* [Problem description]: Your answer should be an exact copy of the data.
══ Dataset content
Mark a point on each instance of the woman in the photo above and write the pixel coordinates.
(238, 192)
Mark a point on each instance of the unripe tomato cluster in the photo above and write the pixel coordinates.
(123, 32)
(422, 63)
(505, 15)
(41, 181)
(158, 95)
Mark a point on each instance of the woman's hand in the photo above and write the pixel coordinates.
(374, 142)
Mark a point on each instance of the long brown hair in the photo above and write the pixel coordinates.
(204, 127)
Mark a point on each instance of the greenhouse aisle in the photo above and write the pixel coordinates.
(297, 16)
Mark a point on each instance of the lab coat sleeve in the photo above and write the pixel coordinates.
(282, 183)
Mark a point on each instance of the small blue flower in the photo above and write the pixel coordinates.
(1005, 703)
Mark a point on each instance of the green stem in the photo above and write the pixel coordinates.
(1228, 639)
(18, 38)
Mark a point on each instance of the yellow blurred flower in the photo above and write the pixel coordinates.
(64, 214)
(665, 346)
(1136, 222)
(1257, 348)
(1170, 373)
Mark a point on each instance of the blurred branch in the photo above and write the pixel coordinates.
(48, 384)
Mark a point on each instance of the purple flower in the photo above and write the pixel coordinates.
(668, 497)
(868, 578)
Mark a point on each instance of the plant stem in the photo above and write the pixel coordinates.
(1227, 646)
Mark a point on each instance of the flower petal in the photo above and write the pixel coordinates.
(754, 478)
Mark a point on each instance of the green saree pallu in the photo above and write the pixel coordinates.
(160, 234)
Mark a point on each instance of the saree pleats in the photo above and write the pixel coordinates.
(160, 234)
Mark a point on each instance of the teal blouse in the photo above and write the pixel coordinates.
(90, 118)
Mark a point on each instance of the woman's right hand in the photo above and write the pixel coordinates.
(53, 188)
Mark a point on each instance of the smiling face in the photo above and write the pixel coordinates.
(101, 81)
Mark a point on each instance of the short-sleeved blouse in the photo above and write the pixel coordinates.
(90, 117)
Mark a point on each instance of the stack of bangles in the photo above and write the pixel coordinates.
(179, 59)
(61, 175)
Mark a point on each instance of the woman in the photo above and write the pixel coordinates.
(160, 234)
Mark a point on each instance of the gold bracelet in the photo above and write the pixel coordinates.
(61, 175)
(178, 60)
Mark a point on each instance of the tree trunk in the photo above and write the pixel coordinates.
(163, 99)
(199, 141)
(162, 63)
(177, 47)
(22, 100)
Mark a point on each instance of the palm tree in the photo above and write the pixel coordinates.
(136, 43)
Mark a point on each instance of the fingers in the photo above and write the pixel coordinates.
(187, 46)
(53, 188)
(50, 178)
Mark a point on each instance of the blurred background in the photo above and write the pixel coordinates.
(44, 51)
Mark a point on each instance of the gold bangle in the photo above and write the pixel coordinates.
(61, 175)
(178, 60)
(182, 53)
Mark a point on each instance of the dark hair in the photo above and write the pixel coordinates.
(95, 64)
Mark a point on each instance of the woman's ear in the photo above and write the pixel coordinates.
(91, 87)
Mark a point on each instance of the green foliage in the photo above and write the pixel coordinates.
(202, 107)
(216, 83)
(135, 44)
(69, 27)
════
* [Answer to the exercise]:
Mark a point on each instance of the woman in the photo above and write the pixel coordinates.
(238, 192)
Mark a point on each instance of the unripe tomato cluster in the photo above and write the pixel coordinates.
(123, 32)
(422, 63)
(505, 15)
(41, 181)
(158, 95)
Mark a point on each instance of the woman's hand in the photo above and write the pixel coordinates.
(374, 142)
Mark a point on each instance of the long brown hair in the photo above and write the pixel coordinates.
(204, 127)
Mark a point on each instance of the greenhouse aisle in the photo above and write the pixel coordinates.
(297, 16)
Mark a point on each instance of the lab coat sleeve in the photo above and write the pixel coordinates.
(282, 183)
Mark a point on each instance of the small blue flower in the photo above and write the pixel coordinates.
(1005, 703)
Mark a point on each instance of the green stem in the photo above and write the pixel coordinates.
(1228, 639)
(18, 38)
Mark a point on each instance of the yellow blurred flower in the photo above and write the pixel coordinates.
(64, 214)
(665, 346)
(1136, 222)
(1257, 348)
(1170, 373)
Mark a point on each instance of the blurred branch in the photo above and write the pixel coordinates.
(48, 384)
Mark a point on each instance of the purple flower in the photo above and write the pixel coordinates.
(668, 497)
(868, 578)
Mark a point on each instance of the plant stem in the photo above and write the pixel coordinates.
(1227, 646)
Mark a point on each instance of the flower petal in the photo above and write the pixel coordinates.
(754, 478)
Mark a point on each instance of the green saree pallu in the photo above and write the pixel coordinates.
(160, 234)
Mark a point on each instance of the saree pleats in the photo above and write the pixel coordinates.
(160, 234)
Mark a point on each instance of the teal blouse in the photo above and write the pixel coordinates.
(90, 118)
Mark a point on each instance of the woman's right hand in the photo above and write the pixel coordinates.
(53, 188)
Mark a point on each instance of the smiling face in the photo above and write the pixel coordinates.
(101, 81)
Mark a point on each instance of the short-sleeved blouse in the photo above and write the pixel coordinates.
(90, 117)
Mark a point on each instance of the stack of bangles in the photo above and write the pixel coordinates.
(179, 59)
(61, 175)
Mark a point on each instance of the woman in the photo above and write the pixel coordinates.
(160, 234)
Mark a point on each instance of the gold bracelet in the photo above and write the pixel coordinates.
(61, 175)
(178, 60)
Mark a point on each instance of the tree trunk in the photo above and write the pixel coordinates.
(163, 99)
(199, 141)
(162, 63)
(177, 47)
(22, 100)
Mark a point on each instance of the palm tree in the photo above and write the pixel coordinates.
(136, 43)
Mark a point on each instance of the fingers in the photo above and write the pixel coordinates.
(187, 46)
(53, 188)
(50, 178)
Mark a point on each instance of the blurred background in the photo above and write the pixel coordinates.
(44, 51)
Mark a point on each instance of the gold bangle in the photo above and write the pixel coordinates.
(61, 175)
(178, 60)
(182, 53)
Mark a point on each instance of the dark hair in the photo above and write the pixel coordinates.
(95, 64)
Mark a point on each instance of the woman's ear in the photo above and write the pixel coordinates.
(91, 87)
Mark a point on each instance of the green foliage in the photo above and write the pixel coordinates.
(202, 107)
(216, 83)
(135, 44)
(69, 27)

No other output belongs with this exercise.